**TASK INSTRUCTIONS:**
1. For each statement about the passage about Tony, answer yes or no and quote the words from the passage that settle it.
(a) The Costa Rica trip included time in downtown San Jose.
(b) Tony took up cycling for the first time after moving to Naples.
(c) The family's count reached 65 countries that Tony had visited.
2. Use the passage about Tony to answer these questions.
(a) Which company hired Tony to troubleshoot production issues?
(b) How long were Tony's bike runs?
(c) Between which two coasts did the trip travel across Costa Rica?
3. Extend the passage about Tony, beginning after its final sentence.

**TEXT PASSAGE:**
------------------------
Some of my fondest memories of Dad are from a trip Helena and I made to Costa Rica. The three of us travelled the country from the Pacific to the Caribbean Coasts. We explored the rain forests and volcanoes of the interior, and we trekked the streets of downtown San Jose. That trip marked a shift away from the parent/child dynamic to a more adult relationship with Dad, and I began to better understand his subtle humor and his gentle way of dealing with the world at large.
When they tired of the ex-pat lifestyle, Tony and Diane relocated to Naples, Florida. Much to everyone’s surprise, they purchased a local coffee shop and became entrepreneurs. Tony rekindled his passion for cycling, and could be seen decked out in full spandex making 40 to 50 mile bike runs with men less than half his age.
Tony’s next series of adventures began when The Men’s Wearhouse hired him to troubleshoot production issues around the globe. His assignments took him to every corner of the world. At a family gathering just a few months before his passing, we tried to count how many countries Dad had visited. We all called out every country we could think of, and when we ran out of ideas, we got out a globe to help us think of more. We finally counted to 65 countries that Tony had visited. I learned my approach to travel from him. Stay calm. Go with the flow. Enjoy the ride.
------------------------
**RECORDED DATA:**
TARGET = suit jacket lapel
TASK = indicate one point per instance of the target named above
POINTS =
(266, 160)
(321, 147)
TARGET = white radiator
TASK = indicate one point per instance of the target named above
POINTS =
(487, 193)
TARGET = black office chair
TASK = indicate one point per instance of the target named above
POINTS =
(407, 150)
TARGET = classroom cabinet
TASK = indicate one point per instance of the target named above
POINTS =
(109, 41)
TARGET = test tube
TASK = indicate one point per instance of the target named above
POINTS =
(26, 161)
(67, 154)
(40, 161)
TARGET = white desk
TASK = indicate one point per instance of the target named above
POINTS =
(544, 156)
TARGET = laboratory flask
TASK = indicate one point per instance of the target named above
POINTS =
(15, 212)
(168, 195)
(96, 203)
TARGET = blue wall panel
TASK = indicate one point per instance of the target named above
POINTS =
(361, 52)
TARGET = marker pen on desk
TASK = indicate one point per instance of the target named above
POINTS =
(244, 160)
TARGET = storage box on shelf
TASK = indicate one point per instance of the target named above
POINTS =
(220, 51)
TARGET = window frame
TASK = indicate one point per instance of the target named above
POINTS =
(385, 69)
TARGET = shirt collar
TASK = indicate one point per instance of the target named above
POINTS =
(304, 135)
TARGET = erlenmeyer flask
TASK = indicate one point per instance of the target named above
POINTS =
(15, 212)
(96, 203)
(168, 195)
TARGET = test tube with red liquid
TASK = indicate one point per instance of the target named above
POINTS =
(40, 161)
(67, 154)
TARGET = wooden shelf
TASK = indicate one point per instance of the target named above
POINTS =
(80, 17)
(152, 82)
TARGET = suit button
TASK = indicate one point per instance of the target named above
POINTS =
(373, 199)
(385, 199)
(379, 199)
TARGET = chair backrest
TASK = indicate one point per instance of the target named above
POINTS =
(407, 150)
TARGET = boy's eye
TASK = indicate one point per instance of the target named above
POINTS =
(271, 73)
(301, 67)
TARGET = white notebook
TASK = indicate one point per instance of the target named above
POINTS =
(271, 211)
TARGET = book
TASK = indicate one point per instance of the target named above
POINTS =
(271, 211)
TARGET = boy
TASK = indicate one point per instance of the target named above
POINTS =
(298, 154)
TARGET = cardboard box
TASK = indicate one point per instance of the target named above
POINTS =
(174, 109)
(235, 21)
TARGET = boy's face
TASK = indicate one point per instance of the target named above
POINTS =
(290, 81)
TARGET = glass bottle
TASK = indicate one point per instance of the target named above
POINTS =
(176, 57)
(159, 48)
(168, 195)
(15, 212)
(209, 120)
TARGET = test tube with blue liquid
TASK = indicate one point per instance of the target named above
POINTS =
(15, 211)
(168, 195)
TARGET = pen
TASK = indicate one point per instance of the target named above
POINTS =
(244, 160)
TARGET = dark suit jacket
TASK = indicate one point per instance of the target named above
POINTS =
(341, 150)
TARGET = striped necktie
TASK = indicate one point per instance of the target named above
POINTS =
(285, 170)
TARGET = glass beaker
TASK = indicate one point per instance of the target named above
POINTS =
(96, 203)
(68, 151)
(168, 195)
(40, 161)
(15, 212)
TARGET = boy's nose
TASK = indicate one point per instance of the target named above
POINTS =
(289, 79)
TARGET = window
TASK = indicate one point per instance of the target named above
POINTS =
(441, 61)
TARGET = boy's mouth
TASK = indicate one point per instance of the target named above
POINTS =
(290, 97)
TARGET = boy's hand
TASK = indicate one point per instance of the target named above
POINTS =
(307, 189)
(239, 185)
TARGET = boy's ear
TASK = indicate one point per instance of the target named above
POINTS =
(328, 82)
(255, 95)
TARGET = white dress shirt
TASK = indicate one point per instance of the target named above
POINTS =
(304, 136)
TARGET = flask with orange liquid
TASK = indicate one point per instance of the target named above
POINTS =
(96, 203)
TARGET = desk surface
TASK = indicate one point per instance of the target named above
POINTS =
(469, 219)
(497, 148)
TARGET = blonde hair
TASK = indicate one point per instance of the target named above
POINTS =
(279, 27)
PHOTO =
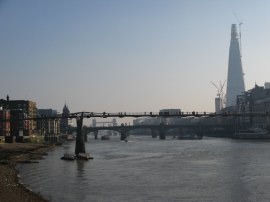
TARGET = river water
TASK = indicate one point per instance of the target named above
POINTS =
(153, 170)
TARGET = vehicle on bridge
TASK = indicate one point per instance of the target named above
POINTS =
(252, 134)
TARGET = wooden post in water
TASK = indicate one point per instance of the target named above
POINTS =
(80, 146)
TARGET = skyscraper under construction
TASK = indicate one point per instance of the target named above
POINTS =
(235, 79)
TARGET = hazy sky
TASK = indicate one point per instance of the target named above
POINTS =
(127, 55)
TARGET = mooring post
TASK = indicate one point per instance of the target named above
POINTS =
(162, 135)
(96, 134)
(123, 132)
(154, 134)
(80, 146)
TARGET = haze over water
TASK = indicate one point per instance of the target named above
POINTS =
(146, 169)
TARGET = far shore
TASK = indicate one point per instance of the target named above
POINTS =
(11, 154)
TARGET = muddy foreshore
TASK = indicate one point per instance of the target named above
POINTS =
(11, 154)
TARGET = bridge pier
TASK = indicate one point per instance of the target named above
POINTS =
(96, 134)
(80, 146)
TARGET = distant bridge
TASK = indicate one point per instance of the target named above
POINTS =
------------------------
**TASK-BY-TASK RESULTS:**
1.
(a) Yes: "we trekked the streets of downtown San Jose"
(b) No: "Tony rekindled his passion for cycling"
(c) Yes: "We finally counted to 65 countries that Tony had visited."

2.
(a) The Men's Wearhouse
(b) 40 to 50 miles
(c) The Pacific and the Caribbean

3.
When Diane was diagnosed with breast cancer, Dad was so gentle and patient as her caregiver. After 38 years together my dad struggled to find firm footing without his beloved wife, but he put on a brave face and stayed active. That June, on his 70th birthday, Dad rode his bike 70 miles! He was so proud of this accomplishment, and he seemed to be learning how to live his new life as a single man.
Later that same year, Dad’s health began to falter. He first suffered a stroke, then Parkinson’s disease, and finally melanoma that spread quickly throughout his weakened body. The decline in less than four years from a vibrant, physically fit man to his death was shocking to see. Through it all, he maintained his signature laid-back approach to life. In short, he was a class act to the end.
He spent the last year at Dogwood Forest assisted living facility, with a constant stream of visitors. My sister, Michelle, and her family live just 5 miles away, and she was there every day to check on him and take him out for dinner or lunch regularly. He relished these outings, and enjoyed spending time with his three grandchildren, Andrew, Caroline and Elisabeth. Helena and I made the trek from Texas and Florida as often as we could, and we enjoyed many good times together in this last year. The staff at Dogwood Forest loved my Dad, and often spoke of how sweet he was, always smiling and never wanting to be any trouble.
My Dad was a practical man. He always thought he would die young, and he was perfectly fine with that outcome. He never complained, and when he learned of his terminal cancer diagnosis just four months ago, he seemed content to know how his story would end. The rest of us would have to process this development in our own way. We would get no parting speeches from Anton. Even in death, it seemed like he was just trying not to be any trouble.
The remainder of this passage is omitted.